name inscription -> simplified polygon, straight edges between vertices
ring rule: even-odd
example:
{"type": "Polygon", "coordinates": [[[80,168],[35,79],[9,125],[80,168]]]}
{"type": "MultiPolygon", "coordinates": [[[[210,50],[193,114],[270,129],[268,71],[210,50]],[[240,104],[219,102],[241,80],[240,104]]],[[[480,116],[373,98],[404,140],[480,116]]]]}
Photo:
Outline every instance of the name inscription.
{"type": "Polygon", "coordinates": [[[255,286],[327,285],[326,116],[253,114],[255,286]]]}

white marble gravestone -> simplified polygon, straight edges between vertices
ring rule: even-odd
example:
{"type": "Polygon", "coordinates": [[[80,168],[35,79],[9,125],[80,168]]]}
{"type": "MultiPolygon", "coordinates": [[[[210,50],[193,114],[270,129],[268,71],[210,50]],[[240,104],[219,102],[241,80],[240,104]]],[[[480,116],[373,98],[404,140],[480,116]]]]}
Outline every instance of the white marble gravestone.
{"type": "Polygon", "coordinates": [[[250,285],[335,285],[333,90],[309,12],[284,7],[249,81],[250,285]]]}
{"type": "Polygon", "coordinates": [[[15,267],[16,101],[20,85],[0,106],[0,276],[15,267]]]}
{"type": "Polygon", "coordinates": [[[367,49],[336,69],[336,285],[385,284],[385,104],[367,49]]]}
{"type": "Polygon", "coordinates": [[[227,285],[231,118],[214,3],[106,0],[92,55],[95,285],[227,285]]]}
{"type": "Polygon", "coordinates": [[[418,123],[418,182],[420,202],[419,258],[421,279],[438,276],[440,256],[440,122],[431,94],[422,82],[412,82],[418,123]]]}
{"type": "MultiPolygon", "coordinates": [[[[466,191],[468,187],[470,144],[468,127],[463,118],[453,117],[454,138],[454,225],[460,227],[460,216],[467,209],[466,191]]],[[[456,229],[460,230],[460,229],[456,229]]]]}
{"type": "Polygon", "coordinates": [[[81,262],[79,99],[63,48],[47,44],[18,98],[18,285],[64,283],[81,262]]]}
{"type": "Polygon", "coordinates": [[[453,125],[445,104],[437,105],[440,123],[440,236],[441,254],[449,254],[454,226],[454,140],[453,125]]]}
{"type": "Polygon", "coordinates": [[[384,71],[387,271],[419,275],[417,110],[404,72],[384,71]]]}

— Exercise requirements —
Repeat the listing exactly, from its first line to its last.

— Output below —
name inscription -> simplified polygon, straight edges between vertices
ring rule: even-odd
example:
{"type": "Polygon", "coordinates": [[[80,168],[35,79],[9,125],[80,168]]]}
{"type": "MultiPolygon", "coordinates": [[[[210,50],[193,114],[270,129],[268,71],[210,50]],[[240,104],[219,102],[241,80],[240,104]]],[[[480,116],[373,98],[404,140],[480,116]]]]}
Photo:
Outline every instance of the name inscription.
{"type": "Polygon", "coordinates": [[[255,286],[327,285],[326,116],[253,114],[255,286]]]}

white marble gravestone -> simplified polygon, straight edges between vertices
ring rule: even-odd
example:
{"type": "Polygon", "coordinates": [[[80,168],[35,79],[9,125],[80,168]]]}
{"type": "MultiPolygon", "coordinates": [[[[210,50],[193,114],[270,129],[268,71],[210,50]],[[240,104],[219,102],[241,80],[240,104]]],[[[480,116],[373,98],[404,140],[480,116]]]]}
Outline every instance of the white marble gravestone.
{"type": "Polygon", "coordinates": [[[250,285],[335,285],[333,90],[309,12],[284,7],[249,81],[250,285]]]}
{"type": "Polygon", "coordinates": [[[15,267],[16,101],[20,85],[0,106],[0,276],[15,267]]]}
{"type": "Polygon", "coordinates": [[[367,49],[336,69],[336,285],[385,284],[385,104],[367,49]]]}
{"type": "Polygon", "coordinates": [[[227,285],[231,118],[214,3],[106,0],[92,55],[95,285],[227,285]]]}
{"type": "Polygon", "coordinates": [[[418,123],[418,182],[420,202],[419,258],[421,279],[438,276],[440,256],[440,122],[431,94],[422,82],[412,82],[418,123]]]}
{"type": "MultiPolygon", "coordinates": [[[[466,191],[468,187],[470,144],[468,127],[463,118],[453,117],[454,138],[454,225],[460,227],[460,216],[467,209],[466,191]]],[[[456,229],[460,230],[460,229],[456,229]]]]}
{"type": "Polygon", "coordinates": [[[81,262],[79,99],[63,48],[47,44],[18,98],[18,285],[64,283],[81,262]]]}
{"type": "Polygon", "coordinates": [[[453,125],[445,104],[437,105],[440,123],[440,236],[441,254],[449,254],[454,226],[454,140],[453,125]]]}
{"type": "Polygon", "coordinates": [[[384,71],[387,271],[419,275],[417,110],[404,72],[384,71]]]}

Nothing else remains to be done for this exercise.